Task prompt:
Scan the material below for every line with the string "white", and copy those lines.

Records for this task:
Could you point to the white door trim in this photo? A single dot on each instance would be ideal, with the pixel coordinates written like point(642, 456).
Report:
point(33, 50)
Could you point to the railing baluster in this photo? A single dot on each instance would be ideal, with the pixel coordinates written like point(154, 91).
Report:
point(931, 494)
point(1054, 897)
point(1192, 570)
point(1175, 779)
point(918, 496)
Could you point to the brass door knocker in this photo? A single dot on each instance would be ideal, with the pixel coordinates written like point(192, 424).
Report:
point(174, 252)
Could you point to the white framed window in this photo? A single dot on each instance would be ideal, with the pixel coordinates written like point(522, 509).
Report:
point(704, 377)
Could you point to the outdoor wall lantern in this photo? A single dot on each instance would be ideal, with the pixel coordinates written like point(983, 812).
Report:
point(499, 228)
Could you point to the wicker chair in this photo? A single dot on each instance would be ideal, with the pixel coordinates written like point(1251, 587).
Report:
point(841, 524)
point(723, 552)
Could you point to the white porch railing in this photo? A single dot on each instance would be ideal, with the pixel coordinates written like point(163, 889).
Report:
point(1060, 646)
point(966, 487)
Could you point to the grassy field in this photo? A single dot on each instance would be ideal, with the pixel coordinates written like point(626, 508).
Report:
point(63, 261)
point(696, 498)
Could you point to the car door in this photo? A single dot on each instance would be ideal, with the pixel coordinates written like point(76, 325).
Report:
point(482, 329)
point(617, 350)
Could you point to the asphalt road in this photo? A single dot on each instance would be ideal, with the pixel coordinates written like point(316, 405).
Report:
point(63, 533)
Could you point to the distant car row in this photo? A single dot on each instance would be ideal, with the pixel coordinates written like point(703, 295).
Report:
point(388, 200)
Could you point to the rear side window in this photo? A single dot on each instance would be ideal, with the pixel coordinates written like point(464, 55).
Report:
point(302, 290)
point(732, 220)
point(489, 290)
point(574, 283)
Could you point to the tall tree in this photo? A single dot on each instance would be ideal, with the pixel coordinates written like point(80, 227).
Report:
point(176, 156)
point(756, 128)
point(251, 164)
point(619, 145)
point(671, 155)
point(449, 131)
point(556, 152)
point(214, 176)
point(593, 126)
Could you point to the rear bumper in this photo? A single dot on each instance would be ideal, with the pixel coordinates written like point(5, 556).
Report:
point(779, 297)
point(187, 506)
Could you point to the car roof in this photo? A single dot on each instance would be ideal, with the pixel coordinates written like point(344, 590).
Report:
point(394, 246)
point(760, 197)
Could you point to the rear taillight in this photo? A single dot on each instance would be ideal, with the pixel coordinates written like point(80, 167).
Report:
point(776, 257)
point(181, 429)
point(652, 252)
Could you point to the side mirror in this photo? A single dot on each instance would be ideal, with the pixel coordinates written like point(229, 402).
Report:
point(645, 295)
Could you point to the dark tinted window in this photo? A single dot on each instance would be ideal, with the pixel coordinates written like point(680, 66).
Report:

Answer below:
Could you point to the white door trim in this photo? A single dot on each instance would be ideal, with the pixel coordinates written like point(642, 456).
Could you point to the white framed window in this photo? A single dot on each instance would be ideal, with the pixel coordinates written like point(522, 509).
Could you point to the white porch railing in this photo? A single dot on each instance would be ideal, with the pixel coordinates written like point(163, 889).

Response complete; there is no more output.